Reproduce verbatim the lines of the items below, from the line containing "Expected behavior: point out the woman" to the line containing "Target: red backpack", including both of those lines and nothing else.

- [Records for this exercise]
····················

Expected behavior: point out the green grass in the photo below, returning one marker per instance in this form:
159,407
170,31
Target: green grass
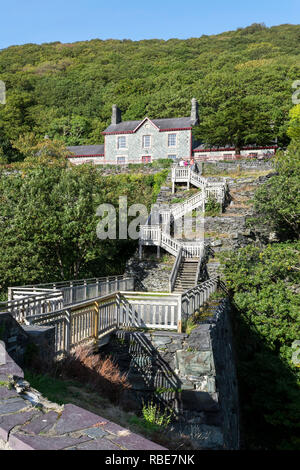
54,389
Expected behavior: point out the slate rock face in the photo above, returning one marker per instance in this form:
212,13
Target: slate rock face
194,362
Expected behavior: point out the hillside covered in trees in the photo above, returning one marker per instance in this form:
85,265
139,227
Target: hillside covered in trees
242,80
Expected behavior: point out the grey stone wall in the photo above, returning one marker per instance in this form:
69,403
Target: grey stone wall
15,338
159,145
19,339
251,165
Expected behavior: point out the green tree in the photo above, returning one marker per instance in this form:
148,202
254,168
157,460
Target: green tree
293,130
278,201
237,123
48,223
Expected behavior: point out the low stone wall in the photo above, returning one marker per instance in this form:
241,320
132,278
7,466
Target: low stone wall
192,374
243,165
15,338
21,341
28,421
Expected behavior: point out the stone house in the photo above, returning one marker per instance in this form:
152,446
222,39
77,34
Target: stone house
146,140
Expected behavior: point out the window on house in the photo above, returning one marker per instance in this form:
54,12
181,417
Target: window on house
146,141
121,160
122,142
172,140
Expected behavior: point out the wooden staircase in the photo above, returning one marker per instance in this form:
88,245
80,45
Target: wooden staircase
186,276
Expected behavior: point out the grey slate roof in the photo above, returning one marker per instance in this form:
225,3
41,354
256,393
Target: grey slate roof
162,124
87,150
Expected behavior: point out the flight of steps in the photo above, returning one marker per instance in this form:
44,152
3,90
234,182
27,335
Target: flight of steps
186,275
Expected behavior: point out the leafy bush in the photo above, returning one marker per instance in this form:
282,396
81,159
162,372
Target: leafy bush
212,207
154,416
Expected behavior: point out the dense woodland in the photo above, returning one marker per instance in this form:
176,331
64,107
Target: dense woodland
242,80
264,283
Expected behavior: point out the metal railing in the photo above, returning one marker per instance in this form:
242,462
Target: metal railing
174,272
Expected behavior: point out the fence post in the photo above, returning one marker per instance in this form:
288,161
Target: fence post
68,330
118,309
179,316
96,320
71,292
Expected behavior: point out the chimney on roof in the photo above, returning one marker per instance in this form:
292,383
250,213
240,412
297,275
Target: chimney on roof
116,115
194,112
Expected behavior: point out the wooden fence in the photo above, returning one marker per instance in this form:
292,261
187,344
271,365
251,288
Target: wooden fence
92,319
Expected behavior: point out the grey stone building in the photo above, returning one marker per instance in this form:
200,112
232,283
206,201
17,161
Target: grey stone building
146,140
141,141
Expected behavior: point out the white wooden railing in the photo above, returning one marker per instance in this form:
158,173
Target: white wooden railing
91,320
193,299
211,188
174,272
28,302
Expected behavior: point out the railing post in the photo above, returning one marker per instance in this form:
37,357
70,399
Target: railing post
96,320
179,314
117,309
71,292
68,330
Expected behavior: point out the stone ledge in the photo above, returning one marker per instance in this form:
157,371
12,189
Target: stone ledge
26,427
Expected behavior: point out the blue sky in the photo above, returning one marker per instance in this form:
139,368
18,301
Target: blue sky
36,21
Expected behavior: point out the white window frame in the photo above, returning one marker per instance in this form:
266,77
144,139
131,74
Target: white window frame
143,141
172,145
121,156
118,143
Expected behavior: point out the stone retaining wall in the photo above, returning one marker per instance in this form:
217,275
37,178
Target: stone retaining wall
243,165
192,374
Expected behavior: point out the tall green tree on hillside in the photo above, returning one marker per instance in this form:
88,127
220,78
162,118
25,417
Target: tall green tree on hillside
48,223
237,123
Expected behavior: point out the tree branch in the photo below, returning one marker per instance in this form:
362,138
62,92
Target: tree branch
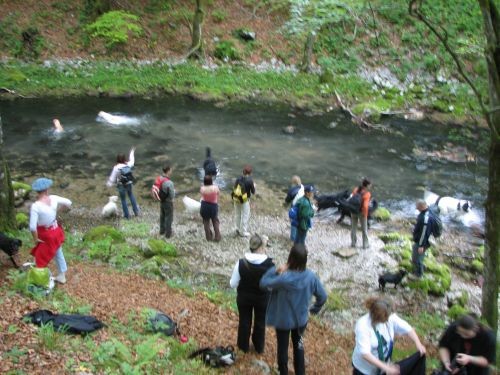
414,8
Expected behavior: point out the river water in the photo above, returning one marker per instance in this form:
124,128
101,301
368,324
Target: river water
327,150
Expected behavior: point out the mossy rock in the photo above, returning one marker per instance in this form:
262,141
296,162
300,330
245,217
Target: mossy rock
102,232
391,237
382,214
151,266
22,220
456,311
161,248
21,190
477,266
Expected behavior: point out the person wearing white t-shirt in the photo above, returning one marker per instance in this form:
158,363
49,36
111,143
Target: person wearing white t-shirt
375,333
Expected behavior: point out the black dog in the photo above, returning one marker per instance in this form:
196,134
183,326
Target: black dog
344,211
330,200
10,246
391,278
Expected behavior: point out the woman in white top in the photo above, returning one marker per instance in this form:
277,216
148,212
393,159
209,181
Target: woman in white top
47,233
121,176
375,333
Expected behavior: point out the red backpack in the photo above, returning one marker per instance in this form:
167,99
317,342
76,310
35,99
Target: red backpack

····················

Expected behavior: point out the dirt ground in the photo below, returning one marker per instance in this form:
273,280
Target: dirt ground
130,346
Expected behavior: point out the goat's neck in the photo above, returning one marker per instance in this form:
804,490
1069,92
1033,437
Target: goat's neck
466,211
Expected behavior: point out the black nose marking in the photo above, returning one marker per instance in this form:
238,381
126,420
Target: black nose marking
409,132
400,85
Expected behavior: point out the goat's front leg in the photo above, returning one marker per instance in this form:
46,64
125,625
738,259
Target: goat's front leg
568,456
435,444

····················

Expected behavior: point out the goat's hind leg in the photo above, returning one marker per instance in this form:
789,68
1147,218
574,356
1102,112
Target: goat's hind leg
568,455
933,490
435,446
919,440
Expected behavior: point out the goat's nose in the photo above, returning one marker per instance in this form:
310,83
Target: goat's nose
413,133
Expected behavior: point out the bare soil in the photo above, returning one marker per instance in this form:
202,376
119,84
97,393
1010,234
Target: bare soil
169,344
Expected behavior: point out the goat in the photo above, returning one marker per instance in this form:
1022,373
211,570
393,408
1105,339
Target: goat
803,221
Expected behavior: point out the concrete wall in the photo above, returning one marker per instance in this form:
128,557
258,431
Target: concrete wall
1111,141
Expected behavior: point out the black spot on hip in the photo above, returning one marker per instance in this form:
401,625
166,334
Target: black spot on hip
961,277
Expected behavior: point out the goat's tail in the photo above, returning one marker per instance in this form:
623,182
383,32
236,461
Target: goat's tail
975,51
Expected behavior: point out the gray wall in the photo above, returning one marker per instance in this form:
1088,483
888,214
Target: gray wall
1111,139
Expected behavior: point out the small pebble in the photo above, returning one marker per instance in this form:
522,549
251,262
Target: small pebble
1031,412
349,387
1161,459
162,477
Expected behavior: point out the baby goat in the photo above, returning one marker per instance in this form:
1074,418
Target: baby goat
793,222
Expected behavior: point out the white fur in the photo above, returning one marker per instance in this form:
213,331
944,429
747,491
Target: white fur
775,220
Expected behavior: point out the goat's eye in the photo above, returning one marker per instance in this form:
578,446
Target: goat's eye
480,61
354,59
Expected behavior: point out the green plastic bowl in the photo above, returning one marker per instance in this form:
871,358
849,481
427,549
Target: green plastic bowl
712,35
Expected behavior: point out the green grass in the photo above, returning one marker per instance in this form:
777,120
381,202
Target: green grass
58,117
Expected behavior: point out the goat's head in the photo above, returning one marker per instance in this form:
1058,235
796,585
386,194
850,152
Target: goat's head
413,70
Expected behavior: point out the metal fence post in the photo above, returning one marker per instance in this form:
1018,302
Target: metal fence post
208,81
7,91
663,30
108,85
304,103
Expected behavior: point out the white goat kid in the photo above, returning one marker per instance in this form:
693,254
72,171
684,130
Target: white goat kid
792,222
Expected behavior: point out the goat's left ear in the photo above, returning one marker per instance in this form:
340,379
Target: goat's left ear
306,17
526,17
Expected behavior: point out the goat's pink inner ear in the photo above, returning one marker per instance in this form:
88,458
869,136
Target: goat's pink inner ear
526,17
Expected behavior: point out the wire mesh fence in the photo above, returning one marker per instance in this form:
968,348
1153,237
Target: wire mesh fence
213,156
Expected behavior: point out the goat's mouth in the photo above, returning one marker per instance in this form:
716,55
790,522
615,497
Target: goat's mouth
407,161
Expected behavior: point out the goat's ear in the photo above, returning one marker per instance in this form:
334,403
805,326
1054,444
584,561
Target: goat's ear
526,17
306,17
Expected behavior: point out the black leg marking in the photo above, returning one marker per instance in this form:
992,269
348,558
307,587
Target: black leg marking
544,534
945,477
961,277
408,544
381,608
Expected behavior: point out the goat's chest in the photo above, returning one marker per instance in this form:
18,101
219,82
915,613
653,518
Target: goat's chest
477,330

····················

- [Expected answer]
Expected behavior: point out the woman in white top in the photo above, returning one marker per instance in this form:
277,216
148,212
393,159
209,181
Target: woman in white top
47,233
121,176
375,333
Expected behavior: point out the red backpack in the photo above, returning one marker per instance in this form:
167,99
317,342
76,310
35,99
Target: red backpack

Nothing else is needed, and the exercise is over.